**ページ本文**
ルネサンス美術/10分でわかるアート
2021年11月2日
ヒロシマ🍅トマト 司修展/ちひろ美術館・東京
ちひろ美術館・東京では現在、画家・小説家と多方面で活躍する司修(つかさ おさむ、1936-)の展覧会が開催中です。
展覧会タイトルは「ヒロシマ🍅トマト」。
今回の展覧会の開催にあたり、司が考えたタイトルとロゴです。
「ヒロシマ🍅トマト」というタイトルには、「子どもでもわかるようなことばで、展覧会に興味を持ってもらえたら」という、司の願いが込められています。
広島と長崎に原爆が落とされてから80年を迎える節目の年である2025年。戦争体験者の方が少なくなる中、その記憶は徐々に薄れつつあります。
本展では絵本『まちんと』を核として、平和の尊さを考えていきます。

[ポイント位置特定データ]
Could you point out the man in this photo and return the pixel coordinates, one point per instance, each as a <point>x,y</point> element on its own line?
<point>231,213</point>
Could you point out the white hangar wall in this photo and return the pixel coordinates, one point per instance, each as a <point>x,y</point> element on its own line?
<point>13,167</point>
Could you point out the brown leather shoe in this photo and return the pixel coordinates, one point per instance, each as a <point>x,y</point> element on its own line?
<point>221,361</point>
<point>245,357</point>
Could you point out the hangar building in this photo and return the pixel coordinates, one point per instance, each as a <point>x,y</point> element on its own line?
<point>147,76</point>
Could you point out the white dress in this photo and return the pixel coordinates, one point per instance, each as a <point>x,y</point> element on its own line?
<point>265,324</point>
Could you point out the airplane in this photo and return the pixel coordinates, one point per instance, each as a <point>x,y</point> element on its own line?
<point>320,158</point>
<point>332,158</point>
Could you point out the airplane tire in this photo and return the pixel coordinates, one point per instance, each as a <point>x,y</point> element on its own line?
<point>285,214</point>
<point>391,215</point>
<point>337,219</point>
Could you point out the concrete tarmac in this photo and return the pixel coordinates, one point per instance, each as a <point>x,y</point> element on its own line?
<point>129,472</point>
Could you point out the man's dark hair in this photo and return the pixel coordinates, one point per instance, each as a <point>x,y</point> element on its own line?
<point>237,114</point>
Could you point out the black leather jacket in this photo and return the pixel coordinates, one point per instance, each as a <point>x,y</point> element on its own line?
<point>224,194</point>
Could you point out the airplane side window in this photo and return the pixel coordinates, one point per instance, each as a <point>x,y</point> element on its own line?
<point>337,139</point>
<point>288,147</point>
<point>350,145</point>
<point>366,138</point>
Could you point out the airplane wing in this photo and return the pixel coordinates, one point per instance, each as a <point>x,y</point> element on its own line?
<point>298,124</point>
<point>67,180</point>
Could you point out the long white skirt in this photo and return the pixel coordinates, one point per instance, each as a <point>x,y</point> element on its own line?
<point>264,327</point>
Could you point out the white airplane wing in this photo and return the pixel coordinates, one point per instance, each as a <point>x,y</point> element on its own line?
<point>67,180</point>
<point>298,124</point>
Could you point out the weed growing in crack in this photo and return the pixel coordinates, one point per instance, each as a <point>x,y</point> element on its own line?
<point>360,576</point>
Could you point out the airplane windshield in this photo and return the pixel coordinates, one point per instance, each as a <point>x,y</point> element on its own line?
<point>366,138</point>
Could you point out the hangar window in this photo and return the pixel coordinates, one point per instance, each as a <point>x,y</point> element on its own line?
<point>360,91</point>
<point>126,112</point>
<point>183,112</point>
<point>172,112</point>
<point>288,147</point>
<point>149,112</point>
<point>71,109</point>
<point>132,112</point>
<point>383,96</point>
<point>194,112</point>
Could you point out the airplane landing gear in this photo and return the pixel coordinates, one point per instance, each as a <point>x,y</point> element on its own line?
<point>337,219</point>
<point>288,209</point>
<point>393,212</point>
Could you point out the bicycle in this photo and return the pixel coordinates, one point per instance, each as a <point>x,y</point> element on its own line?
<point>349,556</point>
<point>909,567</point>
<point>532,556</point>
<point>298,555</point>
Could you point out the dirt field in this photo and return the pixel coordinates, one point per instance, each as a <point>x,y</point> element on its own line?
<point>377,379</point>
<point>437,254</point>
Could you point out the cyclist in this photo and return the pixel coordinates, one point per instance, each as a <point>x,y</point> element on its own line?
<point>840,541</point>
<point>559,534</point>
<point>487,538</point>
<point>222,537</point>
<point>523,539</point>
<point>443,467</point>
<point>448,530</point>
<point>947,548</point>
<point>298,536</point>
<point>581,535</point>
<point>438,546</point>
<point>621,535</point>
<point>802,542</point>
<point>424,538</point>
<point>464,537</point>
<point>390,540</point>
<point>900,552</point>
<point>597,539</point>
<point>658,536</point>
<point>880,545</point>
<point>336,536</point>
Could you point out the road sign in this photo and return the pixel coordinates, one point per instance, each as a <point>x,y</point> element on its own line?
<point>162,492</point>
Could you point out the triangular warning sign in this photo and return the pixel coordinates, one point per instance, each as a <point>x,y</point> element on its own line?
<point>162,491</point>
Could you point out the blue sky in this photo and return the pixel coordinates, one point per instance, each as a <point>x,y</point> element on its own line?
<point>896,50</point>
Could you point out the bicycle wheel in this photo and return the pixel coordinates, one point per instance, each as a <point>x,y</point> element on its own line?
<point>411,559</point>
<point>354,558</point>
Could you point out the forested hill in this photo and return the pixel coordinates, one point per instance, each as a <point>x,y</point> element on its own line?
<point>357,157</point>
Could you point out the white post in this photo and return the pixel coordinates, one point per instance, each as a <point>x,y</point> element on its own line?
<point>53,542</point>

==

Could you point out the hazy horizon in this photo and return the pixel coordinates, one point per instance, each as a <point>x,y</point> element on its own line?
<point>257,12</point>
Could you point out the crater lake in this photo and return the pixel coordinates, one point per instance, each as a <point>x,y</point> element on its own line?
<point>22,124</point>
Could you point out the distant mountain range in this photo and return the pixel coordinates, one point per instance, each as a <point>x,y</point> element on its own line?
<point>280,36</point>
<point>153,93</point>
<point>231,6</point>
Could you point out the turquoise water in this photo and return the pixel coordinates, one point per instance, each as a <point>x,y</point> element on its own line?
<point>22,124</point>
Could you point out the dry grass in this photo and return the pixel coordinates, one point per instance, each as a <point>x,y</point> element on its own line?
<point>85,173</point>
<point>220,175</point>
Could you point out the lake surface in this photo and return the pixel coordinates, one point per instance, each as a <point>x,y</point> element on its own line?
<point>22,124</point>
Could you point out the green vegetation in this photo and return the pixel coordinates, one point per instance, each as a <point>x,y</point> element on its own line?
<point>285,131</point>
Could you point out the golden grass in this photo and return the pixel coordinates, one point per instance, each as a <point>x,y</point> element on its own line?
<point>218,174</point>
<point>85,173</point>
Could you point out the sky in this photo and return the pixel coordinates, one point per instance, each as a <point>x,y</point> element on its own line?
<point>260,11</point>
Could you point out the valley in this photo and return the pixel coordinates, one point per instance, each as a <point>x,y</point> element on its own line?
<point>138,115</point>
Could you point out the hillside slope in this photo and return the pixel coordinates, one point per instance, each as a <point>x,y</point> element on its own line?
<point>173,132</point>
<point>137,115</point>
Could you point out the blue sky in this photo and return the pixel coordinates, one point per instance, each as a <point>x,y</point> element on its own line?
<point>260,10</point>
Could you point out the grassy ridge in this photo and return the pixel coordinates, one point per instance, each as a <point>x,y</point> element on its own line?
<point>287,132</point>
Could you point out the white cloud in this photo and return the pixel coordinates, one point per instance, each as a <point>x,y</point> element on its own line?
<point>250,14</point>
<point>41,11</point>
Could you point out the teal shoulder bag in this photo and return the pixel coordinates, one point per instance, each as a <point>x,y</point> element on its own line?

**課題の指示**
• A. 司修展の紹介文にある「本展では絵本『まちんと』を核として、平和の尊さを考えていきます。」という一文を英語に訳してください。
• B. 司修展の紹介文から、「展覧会タイトルは「ヒロシマ🍅トマト」。」を含む語句で始まり「憶は徐々に薄れつつあります。」で終わる部分を、一字も変えずに写し取ってください。
エントリーは使わなくてかまいません。

**課題ごとの結果**
• A. With the picture book "Machinto" at its core, this exhibition reflects on the preciousness of peace.

• B.
展覧会タイトルは「ヒロシマ🍅トマト」。
今回の展覧会の開催にあたり、司が考えたタイトルとロゴです。
「ヒロシマ🍅トマト」というタイトルには、「子どもでもわかるようなことばで、展覧会に興味を持ってもらえたら」という、司の願いが込められています。
広島と長崎に原爆が落とされてから80年を迎える節目の年である2025年。戦争体験者の方が少なくなる中、その記憶は徐々に薄れつつあります。